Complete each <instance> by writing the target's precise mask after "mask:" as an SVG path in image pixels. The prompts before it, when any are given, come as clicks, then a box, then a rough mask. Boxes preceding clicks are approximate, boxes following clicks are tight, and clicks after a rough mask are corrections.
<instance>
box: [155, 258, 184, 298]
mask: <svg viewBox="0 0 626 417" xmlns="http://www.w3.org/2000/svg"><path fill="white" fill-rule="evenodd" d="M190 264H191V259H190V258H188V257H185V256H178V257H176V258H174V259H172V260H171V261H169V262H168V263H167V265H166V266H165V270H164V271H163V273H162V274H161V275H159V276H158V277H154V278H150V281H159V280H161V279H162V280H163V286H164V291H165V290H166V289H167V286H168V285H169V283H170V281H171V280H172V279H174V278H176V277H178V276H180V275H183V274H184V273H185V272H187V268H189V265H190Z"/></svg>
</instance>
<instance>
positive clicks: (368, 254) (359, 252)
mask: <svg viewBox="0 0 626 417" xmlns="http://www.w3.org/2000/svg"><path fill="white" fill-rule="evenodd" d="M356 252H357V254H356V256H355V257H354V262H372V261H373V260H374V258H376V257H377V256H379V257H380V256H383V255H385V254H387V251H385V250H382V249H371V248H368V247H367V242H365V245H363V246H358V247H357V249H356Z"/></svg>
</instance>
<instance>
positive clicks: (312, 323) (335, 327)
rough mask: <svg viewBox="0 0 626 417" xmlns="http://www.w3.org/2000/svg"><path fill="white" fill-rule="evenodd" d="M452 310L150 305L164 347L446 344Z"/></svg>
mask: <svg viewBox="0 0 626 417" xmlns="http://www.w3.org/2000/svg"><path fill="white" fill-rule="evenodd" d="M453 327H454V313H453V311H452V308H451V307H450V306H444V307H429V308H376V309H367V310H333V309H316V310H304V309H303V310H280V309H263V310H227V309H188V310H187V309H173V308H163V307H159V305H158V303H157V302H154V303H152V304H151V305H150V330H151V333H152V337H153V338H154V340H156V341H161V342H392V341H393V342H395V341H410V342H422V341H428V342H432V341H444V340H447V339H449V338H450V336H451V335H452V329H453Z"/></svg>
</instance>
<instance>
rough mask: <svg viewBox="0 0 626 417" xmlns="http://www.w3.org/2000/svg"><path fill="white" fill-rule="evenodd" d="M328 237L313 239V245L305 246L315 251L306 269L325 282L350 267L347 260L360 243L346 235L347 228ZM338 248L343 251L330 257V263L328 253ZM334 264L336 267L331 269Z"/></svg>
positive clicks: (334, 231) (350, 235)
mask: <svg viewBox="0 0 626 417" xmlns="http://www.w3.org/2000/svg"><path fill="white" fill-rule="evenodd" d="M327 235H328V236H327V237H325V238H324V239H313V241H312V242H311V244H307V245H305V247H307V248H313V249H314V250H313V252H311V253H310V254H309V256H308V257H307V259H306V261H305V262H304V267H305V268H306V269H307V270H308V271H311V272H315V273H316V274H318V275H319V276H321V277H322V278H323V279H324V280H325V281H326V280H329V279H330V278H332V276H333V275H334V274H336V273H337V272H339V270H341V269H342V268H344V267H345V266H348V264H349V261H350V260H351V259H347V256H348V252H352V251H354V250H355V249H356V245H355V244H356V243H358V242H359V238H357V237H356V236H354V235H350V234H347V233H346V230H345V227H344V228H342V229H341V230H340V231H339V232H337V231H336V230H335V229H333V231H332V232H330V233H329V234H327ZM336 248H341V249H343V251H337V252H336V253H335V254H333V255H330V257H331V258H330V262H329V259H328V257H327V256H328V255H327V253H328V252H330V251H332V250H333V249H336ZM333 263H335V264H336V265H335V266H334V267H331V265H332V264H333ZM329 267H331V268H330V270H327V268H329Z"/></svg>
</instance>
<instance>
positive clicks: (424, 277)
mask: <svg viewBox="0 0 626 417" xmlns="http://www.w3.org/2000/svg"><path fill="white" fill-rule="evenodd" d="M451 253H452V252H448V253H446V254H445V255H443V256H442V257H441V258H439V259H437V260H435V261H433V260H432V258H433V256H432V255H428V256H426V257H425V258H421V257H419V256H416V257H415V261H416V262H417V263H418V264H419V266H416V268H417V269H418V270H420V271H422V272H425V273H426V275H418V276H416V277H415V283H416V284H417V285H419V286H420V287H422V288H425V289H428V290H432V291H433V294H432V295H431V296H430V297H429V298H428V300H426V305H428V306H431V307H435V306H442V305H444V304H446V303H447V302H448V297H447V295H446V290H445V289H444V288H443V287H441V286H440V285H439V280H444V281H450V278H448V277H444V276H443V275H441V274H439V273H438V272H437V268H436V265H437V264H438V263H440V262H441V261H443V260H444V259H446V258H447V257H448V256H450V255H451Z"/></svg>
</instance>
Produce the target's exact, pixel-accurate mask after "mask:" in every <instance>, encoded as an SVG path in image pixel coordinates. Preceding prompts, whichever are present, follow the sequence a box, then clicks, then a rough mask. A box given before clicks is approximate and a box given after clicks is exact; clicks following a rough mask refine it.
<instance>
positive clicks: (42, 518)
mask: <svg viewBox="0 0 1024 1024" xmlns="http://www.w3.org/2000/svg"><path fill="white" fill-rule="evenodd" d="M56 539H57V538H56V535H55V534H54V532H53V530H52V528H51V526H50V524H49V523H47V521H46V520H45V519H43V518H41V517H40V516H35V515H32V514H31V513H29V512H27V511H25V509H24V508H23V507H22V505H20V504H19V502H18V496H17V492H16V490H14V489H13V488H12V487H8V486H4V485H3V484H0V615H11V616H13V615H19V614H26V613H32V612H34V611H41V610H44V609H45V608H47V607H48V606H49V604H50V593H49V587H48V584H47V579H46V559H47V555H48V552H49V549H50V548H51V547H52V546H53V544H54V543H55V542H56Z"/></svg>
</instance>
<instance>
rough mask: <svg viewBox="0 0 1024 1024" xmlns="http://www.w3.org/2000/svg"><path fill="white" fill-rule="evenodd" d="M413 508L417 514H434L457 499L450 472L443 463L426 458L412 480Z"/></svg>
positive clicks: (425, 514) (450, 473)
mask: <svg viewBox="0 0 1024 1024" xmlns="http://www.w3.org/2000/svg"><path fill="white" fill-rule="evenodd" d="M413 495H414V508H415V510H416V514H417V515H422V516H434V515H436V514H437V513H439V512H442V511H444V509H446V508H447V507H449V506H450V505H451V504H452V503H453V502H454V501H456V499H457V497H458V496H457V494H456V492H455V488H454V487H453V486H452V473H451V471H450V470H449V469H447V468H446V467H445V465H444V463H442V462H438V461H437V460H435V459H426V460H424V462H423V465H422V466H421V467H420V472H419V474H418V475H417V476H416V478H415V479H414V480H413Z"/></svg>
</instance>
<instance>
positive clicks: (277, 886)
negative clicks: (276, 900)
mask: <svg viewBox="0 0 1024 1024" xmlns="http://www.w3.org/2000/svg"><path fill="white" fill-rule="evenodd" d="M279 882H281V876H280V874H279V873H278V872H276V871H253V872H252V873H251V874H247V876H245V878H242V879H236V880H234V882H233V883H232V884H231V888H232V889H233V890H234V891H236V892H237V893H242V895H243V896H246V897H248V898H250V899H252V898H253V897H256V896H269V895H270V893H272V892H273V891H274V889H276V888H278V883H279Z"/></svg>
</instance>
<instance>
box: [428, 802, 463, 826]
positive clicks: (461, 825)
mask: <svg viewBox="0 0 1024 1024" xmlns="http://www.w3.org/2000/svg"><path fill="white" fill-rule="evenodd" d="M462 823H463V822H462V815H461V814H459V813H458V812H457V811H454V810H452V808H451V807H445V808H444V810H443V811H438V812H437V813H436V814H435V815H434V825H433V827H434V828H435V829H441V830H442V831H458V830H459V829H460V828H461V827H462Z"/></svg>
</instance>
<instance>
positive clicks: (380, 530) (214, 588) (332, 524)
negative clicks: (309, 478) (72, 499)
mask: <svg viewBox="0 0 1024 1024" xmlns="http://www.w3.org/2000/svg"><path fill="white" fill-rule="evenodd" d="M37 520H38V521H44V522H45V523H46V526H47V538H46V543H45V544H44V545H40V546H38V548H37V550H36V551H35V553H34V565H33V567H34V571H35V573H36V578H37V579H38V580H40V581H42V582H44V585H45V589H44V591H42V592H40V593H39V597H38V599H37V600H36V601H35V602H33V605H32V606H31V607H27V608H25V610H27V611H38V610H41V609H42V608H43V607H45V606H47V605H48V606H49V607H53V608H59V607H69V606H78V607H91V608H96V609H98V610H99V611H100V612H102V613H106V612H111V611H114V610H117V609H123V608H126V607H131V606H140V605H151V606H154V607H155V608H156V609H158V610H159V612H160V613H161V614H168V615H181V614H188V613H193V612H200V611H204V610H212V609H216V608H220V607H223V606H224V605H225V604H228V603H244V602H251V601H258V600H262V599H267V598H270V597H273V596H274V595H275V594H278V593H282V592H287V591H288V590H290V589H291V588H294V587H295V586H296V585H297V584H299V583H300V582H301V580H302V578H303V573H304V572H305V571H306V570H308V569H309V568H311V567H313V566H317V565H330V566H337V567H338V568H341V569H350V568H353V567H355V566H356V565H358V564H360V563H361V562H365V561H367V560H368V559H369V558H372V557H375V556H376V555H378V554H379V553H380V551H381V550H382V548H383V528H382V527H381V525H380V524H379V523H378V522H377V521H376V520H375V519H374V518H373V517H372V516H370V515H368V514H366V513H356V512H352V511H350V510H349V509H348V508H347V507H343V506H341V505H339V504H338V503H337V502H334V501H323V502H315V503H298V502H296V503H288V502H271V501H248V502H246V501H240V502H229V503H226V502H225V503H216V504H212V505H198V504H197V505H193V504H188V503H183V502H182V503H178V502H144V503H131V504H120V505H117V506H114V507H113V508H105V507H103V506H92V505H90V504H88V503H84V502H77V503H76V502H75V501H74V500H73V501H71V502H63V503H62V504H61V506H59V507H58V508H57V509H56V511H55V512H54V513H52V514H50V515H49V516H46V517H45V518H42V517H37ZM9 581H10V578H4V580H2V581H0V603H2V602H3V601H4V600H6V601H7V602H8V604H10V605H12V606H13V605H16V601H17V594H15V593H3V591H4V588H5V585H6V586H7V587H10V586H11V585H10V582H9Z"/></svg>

════════════════════

EXERCISE DIRECTIONS:
Search the records for the word "image", then list every line that has it.

YOUR RESPONSE:
Complete each <instance> by writing the target's precise mask after "mask:" as an SVG path in image pixels. The prompts before it, when any are given, come as clicks, then a box, then a rough mask. Boxes preceding clicks are approximate, boxes following clicks are tight, and clicks after a rough mask are corrections.
Produce the target's exact, pixel-accurate mask after "mask:" in every <instance>, encoded as an SVG path in image pixel coordinates. Preceding prompts, whichever are present, follow the sequence a box, then clicks, then a rough mask. A box given before clicks is approximate and a box given after clicks is exact; clicks following a rough mask refine it.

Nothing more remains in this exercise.